**Geostatistical applications in petroleum reservoir modelling**

**R. Cao ^{I}; Y. Zee Ma^{II}; E. Gomez^{II}**

^{I}China University of Petroleum, Beijing, China

^{II}Schlumberger, Denver, Colorado, USA

**SYNOPSIS**

Geostatistics was initially developed in the mining sector, but has been extended to other geoscience applications, including forestry, environmental science, soil science, and petroleum science and engineering. This paper presents methods, workflows, and pitfalls in using geostatistics for hydrocarbon resource modelling and evaluation. Examples are presented of indicator variogram analysis of categorical variables, lithofacies modelling by sequential indicator simulation and hierarchical workflow, porosity modelling by kriging and stochastic simulation, collocated cokriging for integrating seismic data, and collocated cosimulation for modelling porosity and permeability relationships. These methods together form a systematic approach that can be effectively used for modelling natural resources.

]]>**Keywords:**facies modelling, propensity, multilevel or hierarchical modeling, objectbased modeling, collocated cosimulation, porosity, permeability.

**Introduction**

Although geostatistics was initially developed for mining resource evaluation (Krige, 1951; Matheron, 1963; Journel and Huijbregts, 1978), it has been used quite extensively in the petroleum industry in the past two to three decades. Geostatistical analysis and geological modelling have been commonly employed for hydrocarbon characterization. The success of geostatistics in geoscience applications rests upon the spatial descriptions of geological phenomena, from characterizing rock continuities using variograms (Jones and Ma, 2001) to three-dimensional (3D) representations of natural phenomena (Deutsch and Journel 1992; Ma *et al.,* 2009).

Geostatistical methods for building geological models all make use of the variogram. The variogram describes the degree of discontinuity of a variable as a function of lag distance and direction. For a categorical variable such as facies, the variogram describes the size of geological objects (Jones and Ma, 2001). In hydrocarbon resource evaluation, facies are an intermediate-scale rock property as they govern petrophysical properties and fluid flow. This paper discusses the main characteristics of a lithofacies indicator variogram, and presents methods for modelling lithofacies, including sequential indicator simulation that integrates propensity analysis of descriptive geology, hierarchical facies, or lithofacies modelling workflows.

PROBLEMS TO WORK ON
1. According to the geostatistics excerpt, in which sector was geostatistics first developed?
2. Print lines from the records without any change, beginning at the line that contains "Kindly put a point on every instance of the woven" and continuing through the last line of the records, with both ends included.

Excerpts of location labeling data

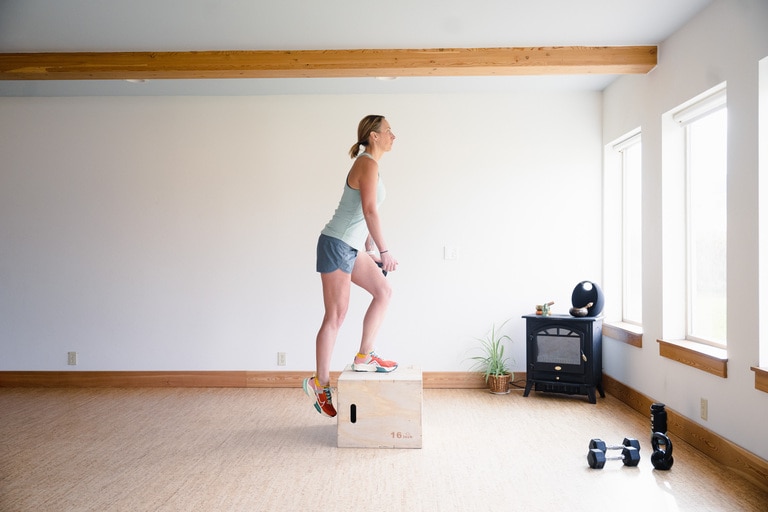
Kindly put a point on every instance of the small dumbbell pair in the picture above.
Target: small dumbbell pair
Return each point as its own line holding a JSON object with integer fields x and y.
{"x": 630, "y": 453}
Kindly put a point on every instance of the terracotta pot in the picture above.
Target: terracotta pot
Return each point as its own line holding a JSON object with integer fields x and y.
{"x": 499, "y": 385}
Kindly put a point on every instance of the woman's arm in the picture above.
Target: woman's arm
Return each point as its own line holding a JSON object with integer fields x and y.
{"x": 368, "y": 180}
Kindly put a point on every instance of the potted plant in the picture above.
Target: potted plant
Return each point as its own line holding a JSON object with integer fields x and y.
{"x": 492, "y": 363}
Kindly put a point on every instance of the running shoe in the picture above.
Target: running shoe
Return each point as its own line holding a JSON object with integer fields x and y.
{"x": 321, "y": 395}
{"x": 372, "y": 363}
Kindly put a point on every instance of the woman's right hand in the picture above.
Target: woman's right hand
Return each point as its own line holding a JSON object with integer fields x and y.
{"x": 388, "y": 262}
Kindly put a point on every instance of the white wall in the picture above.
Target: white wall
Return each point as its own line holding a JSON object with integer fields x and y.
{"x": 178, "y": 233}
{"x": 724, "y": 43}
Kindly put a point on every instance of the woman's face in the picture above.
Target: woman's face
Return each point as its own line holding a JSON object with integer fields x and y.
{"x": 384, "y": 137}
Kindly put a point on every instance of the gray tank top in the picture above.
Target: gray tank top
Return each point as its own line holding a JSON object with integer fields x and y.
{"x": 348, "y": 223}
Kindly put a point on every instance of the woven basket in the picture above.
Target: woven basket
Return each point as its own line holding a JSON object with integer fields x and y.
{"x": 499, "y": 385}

WRITTEN RESPONSES
1. The mining sector.

2.
Kindly put a point on every instance of the woven basket in the picture above.
Target: woven basket
Return each point as its own line holding a JSON object with integer fields x and y.
{"x": 499, "y": 385}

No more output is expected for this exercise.